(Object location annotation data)
══════════════════════════════

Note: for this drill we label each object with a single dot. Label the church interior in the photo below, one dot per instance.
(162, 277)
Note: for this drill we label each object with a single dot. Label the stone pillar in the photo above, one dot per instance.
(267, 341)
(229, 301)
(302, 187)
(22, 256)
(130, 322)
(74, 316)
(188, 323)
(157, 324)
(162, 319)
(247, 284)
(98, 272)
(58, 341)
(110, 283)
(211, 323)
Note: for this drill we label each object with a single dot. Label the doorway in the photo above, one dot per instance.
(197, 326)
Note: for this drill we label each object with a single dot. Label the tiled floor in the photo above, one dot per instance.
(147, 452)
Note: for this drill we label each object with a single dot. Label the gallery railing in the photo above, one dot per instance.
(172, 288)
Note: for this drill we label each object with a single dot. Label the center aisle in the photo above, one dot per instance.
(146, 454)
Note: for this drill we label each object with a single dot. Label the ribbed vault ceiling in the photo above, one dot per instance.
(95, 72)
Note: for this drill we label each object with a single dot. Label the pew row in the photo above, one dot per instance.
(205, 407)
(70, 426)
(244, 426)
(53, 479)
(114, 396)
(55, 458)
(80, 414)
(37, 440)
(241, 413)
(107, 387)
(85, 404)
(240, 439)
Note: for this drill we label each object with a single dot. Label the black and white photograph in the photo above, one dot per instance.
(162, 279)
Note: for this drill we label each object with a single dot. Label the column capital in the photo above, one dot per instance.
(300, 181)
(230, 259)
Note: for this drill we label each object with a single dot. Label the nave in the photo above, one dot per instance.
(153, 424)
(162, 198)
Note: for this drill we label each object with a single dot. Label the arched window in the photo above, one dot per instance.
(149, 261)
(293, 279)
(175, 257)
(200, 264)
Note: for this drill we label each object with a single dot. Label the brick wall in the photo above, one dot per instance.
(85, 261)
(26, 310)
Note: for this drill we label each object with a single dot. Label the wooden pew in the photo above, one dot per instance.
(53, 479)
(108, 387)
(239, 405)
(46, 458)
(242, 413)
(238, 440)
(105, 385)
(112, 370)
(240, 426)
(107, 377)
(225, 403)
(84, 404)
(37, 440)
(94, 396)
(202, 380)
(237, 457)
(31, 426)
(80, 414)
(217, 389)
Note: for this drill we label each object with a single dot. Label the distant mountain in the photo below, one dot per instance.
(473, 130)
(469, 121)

══════════════════════════════

CHALLENGE.
Copy each line of the data above without altering a single character.

EXERCISE SOLUTION.
Note: for this drill we label each object with a single dot. Label the church interior in the photo below, one dot per instance.
(162, 277)
Note: for this drill we label each object with a single dot. Label the stone pillar in the photo above, one dot per instance.
(267, 341)
(229, 301)
(302, 187)
(22, 256)
(130, 322)
(74, 316)
(188, 323)
(157, 324)
(162, 319)
(247, 284)
(98, 272)
(58, 341)
(110, 283)
(211, 323)
Note: for this drill we label each object with a single dot. Label the doorway in the photo above, one dot per instance.
(197, 326)
Note: for this drill we label each object with a single dot. Label the tiled floor in the photo above, one dot per instance.
(147, 452)
Note: for this drill we label each object with a single dot. Label the gallery railing in the photo above, one dot per instance.
(172, 288)
Note: for this drill we label each object with a single dot. Label the center aisle in the photo above, one dot per instance.
(146, 454)
Note: for this drill we label each object with a single dot. Label the ribbed vault ceiling in the photo above, one dot per instance.
(95, 72)
Note: for this drill we label each object with a single dot. Label the pew row in the photo above, one dot per instance.
(205, 407)
(70, 426)
(244, 426)
(53, 479)
(114, 396)
(55, 458)
(80, 414)
(37, 440)
(241, 413)
(107, 387)
(85, 404)
(240, 439)
Note: for this drill we label each object with a single dot. Label the black and white photograph in the photo above, one dot per instance.
(162, 279)
Note: for this drill we label each object with a single dot. Label the column capital in the photo above, one dot per instance.
(300, 181)
(230, 259)
Note: for this drill we label each object with a single dot. Label the nave in the photo above, one dot per instance.
(153, 424)
(162, 198)
Note: for this drill we label each object with a single dot. Label the arched window in the photo above, one dot per instance.
(149, 261)
(293, 279)
(175, 257)
(200, 264)
Note: for this drill we label each object with a single dot. Label the brick wall in the photo above, one dot per instance.
(85, 261)
(26, 310)
Note: for this drill we label each object with a single dot. Label the wooden pew in the photo above, one dot per instance.
(53, 479)
(108, 387)
(239, 405)
(46, 458)
(242, 413)
(238, 440)
(105, 385)
(112, 370)
(240, 426)
(107, 377)
(225, 403)
(84, 404)
(37, 440)
(94, 396)
(202, 380)
(237, 457)
(31, 426)
(80, 414)
(217, 389)
Note: for this drill we label each object with a single dot. Label the distant mountain in the photo below, one dot per instance.
(473, 130)
(469, 121)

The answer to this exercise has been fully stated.